* Short problem: Return, without any change, everything from the start of the records below down to the line that contains "point(238, 78)". Include that line.

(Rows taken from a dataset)
====

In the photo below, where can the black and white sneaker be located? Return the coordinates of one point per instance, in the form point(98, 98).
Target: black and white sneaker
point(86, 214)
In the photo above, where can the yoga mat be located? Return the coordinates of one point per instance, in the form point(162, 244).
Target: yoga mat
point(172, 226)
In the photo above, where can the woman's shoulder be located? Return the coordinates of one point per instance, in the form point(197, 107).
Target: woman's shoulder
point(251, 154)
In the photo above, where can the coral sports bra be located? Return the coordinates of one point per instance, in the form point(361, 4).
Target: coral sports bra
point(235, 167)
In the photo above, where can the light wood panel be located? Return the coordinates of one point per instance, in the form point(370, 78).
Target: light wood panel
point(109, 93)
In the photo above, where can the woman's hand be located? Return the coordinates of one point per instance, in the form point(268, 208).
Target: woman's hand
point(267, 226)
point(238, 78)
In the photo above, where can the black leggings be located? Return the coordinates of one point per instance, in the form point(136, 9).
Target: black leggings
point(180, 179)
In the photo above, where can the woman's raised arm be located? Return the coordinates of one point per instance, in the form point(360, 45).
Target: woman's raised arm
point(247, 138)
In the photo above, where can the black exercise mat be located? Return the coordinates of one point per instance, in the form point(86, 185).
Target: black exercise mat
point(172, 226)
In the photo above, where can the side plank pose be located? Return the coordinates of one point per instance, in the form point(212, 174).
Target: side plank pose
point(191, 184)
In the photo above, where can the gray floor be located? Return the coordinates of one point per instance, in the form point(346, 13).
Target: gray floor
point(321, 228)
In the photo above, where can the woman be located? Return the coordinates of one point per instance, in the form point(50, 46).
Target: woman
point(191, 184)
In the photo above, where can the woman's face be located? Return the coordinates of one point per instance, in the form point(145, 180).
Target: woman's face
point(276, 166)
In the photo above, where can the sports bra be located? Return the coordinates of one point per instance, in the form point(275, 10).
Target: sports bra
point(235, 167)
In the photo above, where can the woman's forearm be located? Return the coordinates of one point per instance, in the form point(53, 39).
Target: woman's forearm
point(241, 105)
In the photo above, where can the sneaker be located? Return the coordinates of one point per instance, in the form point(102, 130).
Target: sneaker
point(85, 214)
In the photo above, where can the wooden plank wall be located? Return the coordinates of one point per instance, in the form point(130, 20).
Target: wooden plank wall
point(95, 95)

====

* Solution to this problem:
In the photo below, where can the black and white sneaker be located? Return the coordinates of one point per instance, in the form point(98, 98).
Target: black and white sneaker
point(86, 214)
In the photo above, where can the yoga mat be located? Return the coordinates of one point per instance, in the form point(162, 244).
Target: yoga mat
point(172, 226)
In the photo above, where can the woman's shoulder be located? Return the coordinates of one point per instance, in the form point(197, 107).
Target: woman's shoulder
point(251, 154)
In the photo above, where can the coral sports bra be located? Return the coordinates of one point per instance, in the form point(361, 4).
Target: coral sports bra
point(235, 167)
In the photo above, where can the light wood panel be located? Return the coordinates of one point per instance, in the form point(370, 78).
Target: light wood panel
point(109, 93)
In the photo above, where can the woman's hand be located? Return the coordinates of one point per instance, in the form point(268, 208).
Target: woman's hand
point(267, 226)
point(238, 78)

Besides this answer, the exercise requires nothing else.